[Exercise aim] Scan the entries below for the word "Kindly". Copy out every line in which it occurs.

*** Material provided ***

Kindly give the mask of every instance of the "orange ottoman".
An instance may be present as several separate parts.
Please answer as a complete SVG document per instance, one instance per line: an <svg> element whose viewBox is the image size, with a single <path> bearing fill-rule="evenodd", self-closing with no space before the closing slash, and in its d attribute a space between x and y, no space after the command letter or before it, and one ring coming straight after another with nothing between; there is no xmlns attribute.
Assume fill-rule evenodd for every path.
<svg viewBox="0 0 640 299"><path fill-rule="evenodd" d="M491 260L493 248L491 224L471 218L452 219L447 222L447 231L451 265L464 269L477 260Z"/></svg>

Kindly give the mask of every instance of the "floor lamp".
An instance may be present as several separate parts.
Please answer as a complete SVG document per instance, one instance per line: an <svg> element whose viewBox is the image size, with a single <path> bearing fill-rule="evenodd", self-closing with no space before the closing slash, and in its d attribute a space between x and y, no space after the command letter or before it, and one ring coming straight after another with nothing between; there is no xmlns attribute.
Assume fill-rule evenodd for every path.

*** End of Material provided ***

[Solution for this task]
Kindly give the mask of every instance of the "orange ottoman".
Kindly give the mask of every instance of the "floor lamp".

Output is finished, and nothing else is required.